#### Provided data

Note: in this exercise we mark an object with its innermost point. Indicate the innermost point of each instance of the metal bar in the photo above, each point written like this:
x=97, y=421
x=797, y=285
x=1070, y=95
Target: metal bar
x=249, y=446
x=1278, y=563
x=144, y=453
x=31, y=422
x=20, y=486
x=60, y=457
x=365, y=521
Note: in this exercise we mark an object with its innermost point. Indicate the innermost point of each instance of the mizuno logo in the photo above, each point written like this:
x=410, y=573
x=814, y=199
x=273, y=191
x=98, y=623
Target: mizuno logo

########

■ Work item:
Make an exact copy of the data above.

■ Result of this task:
Note: in this exercise we mark an object with its innermost point. Indicate the innermost point of each instance of the metal bar in the photo above, each point written like this:
x=97, y=421
x=797, y=285
x=1070, y=95
Target: metal bar
x=249, y=446
x=1278, y=563
x=144, y=453
x=31, y=422
x=20, y=486
x=60, y=457
x=365, y=521
Note: in this exercise we mark an object with its innermost point. Indicate the innermost point of each instance of the mizuno logo in the photo above, each point written like this:
x=410, y=573
x=814, y=199
x=273, y=191
x=98, y=623
Target: mizuno logo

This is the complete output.